- What to do:
From the line containing "[indicate] the balcony -- for" through the last line of the entries below, repeat each line word for word and leave out the rest.

- Supplied data:
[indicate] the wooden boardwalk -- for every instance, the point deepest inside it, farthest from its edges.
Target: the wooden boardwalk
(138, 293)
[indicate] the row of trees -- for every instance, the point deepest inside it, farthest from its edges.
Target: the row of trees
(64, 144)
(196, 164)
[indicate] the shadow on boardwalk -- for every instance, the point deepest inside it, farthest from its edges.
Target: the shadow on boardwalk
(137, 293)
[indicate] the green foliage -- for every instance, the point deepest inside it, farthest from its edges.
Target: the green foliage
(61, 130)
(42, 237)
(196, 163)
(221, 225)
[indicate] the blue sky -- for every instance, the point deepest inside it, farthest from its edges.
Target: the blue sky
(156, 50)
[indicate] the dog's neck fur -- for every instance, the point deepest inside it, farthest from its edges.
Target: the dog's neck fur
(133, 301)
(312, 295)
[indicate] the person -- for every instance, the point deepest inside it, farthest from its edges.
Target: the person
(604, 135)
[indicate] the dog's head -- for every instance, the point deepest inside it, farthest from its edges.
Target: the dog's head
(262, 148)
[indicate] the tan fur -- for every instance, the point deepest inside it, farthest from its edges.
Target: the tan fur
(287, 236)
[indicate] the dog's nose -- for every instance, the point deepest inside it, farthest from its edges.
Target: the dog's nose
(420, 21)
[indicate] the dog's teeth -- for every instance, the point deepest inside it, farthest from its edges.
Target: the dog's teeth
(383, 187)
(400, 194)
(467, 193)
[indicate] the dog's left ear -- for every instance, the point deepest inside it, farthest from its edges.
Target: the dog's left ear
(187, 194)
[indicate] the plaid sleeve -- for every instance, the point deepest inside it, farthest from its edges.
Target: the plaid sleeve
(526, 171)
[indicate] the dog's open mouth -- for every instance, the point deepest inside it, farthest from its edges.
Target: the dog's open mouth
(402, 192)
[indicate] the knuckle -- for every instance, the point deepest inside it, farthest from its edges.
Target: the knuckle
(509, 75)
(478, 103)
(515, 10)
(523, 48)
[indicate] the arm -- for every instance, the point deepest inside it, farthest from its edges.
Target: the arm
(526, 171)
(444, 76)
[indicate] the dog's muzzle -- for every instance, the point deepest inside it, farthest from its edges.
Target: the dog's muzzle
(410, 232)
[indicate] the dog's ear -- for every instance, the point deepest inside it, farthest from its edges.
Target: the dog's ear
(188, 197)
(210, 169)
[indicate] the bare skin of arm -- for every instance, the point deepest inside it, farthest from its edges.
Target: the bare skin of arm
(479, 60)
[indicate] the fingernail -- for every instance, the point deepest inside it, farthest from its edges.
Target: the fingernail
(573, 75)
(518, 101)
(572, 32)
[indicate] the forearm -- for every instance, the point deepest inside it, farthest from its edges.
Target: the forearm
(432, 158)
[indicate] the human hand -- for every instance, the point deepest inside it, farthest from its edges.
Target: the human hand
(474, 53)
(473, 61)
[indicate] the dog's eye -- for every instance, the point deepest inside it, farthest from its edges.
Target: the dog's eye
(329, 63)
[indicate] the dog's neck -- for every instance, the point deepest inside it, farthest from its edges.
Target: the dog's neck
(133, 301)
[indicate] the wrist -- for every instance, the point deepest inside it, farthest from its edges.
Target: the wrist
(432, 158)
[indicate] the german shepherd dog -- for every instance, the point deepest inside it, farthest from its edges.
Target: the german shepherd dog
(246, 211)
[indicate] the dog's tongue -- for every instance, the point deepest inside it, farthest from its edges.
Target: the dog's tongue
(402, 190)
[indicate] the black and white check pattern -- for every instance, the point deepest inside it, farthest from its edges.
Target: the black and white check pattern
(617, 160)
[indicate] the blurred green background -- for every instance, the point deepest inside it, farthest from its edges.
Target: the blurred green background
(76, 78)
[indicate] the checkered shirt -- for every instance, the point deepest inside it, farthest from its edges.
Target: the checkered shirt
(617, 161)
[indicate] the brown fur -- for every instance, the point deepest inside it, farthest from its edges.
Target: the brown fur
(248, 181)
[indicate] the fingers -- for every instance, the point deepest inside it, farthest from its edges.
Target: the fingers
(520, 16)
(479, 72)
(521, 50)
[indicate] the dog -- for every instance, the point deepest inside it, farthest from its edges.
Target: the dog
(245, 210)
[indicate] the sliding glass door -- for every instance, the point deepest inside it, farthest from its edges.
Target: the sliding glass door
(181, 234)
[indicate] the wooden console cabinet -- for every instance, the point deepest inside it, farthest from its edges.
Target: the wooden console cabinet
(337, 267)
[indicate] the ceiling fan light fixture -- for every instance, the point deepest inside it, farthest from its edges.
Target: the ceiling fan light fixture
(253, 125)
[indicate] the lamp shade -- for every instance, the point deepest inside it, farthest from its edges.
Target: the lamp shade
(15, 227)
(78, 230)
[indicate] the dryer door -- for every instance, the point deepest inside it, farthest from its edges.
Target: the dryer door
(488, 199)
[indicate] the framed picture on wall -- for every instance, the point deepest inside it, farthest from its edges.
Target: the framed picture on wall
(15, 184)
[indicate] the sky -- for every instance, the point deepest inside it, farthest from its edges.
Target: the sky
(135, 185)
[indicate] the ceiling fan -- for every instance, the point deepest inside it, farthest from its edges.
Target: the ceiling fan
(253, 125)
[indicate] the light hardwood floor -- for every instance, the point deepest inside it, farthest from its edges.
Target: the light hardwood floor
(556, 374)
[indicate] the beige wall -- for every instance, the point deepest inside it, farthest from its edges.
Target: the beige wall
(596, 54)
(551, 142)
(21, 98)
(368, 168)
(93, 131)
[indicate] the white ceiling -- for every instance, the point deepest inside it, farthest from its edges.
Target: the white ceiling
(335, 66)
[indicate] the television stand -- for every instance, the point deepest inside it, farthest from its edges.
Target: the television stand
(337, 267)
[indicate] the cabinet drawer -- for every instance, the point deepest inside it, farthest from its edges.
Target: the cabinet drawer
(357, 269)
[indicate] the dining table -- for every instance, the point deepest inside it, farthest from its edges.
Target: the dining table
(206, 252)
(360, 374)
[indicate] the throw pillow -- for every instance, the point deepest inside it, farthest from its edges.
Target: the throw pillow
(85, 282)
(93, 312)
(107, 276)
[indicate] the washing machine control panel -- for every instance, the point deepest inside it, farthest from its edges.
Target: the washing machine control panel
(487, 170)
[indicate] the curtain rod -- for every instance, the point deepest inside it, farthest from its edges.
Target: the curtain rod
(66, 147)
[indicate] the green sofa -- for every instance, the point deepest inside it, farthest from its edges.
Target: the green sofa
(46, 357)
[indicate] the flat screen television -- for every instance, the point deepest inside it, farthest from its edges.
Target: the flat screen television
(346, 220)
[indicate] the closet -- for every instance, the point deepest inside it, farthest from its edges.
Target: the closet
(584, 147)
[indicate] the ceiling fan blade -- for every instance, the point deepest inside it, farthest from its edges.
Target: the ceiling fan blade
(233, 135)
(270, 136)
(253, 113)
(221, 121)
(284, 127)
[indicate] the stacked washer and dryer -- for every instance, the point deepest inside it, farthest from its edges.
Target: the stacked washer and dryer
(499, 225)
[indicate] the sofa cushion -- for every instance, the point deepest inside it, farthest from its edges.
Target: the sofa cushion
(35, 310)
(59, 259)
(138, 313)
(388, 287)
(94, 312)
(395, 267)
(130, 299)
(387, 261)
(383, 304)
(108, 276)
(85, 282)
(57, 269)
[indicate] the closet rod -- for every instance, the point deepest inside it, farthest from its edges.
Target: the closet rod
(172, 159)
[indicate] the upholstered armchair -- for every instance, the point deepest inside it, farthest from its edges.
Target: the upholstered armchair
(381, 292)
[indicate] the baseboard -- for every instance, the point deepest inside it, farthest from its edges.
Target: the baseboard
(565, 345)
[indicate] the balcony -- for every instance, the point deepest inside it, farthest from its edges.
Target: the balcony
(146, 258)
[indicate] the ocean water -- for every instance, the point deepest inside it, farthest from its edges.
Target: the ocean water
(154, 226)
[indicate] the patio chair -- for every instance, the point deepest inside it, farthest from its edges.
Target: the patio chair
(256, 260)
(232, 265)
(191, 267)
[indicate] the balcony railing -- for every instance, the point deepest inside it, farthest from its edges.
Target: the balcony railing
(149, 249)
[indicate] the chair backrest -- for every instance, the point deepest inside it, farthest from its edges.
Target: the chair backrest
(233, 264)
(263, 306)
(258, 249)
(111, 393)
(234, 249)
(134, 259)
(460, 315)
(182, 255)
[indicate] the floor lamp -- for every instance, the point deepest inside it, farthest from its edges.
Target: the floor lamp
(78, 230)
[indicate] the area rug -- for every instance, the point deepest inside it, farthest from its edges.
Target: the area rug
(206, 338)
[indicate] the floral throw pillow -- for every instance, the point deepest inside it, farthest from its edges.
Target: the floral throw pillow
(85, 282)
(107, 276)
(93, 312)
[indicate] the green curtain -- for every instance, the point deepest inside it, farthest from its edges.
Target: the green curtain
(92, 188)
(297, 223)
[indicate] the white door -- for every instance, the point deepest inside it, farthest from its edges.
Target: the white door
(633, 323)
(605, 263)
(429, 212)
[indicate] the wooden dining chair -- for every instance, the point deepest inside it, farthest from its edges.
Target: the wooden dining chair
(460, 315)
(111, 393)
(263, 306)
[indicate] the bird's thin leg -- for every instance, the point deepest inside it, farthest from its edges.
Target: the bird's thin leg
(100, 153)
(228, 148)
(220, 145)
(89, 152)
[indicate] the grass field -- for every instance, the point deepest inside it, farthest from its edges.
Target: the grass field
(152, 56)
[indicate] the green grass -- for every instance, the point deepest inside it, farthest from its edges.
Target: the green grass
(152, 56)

- Result for this exercise:
[indicate] the balcony -- for every instance, the point deepest inside it, farthest from its edges.
Target: the balcony
(146, 258)
[indicate] the ocean water -- for every instance, the point deepest inside it, farthest from its edges.
Target: the ocean water
(154, 226)
[indicate] the patio chair -- for every instance, the point deepest inside it, farthest from its edges.
Target: the patio chair
(256, 260)
(232, 265)
(191, 267)
[indicate] the balcony railing -- for every instance, the point deepest inside it, farthest from its edges.
Target: the balcony railing
(149, 249)
[indicate] the chair backrest -- for every instance, the point deepest inside it, farthest from its edges.
Target: the chair backrest
(233, 264)
(263, 306)
(258, 249)
(111, 393)
(234, 249)
(134, 259)
(460, 315)
(182, 255)
[indicate] the floor lamp -- for every instance, the point deepest inside it, farthest from its edges.
Target: the floor lamp
(78, 230)
[indicate] the area rug -- for every instance, the point deepest inside it, farthest from its edges.
Target: the area rug
(206, 338)
[indicate] the floral throw pillow -- for every instance, the point deepest inside it, farthest from its edges.
Target: the floral throw pillow
(85, 282)
(107, 276)
(93, 312)
[indicate] the green curtain -- for every instance, the point deepest inside it, farthest from its edges.
Target: the green curtain
(92, 188)
(297, 223)
[indicate] the white door -- for every instance, the point deepest inside it, farthest from its edges.
Target: the white door
(633, 323)
(605, 263)
(429, 212)
[indicate] the wooden dining chair -- for every instance, the point deepest inside it, farthest from its edges.
Target: the wooden dining chair
(460, 315)
(111, 393)
(263, 306)
[indicate] the bird's thin leg -- for every instance, the point deepest inside it, farthest from its edges.
Target: the bird's thin leg
(100, 153)
(228, 148)
(220, 145)
(89, 152)
[indicate] the grass field -- for every instance, the point deepest inside it, farthest from its edges.
Target: the grass field
(152, 56)
[indicate] the green grass -- for every instance, the point deepest inside it, farthest from its edges.
Target: the green grass
(152, 56)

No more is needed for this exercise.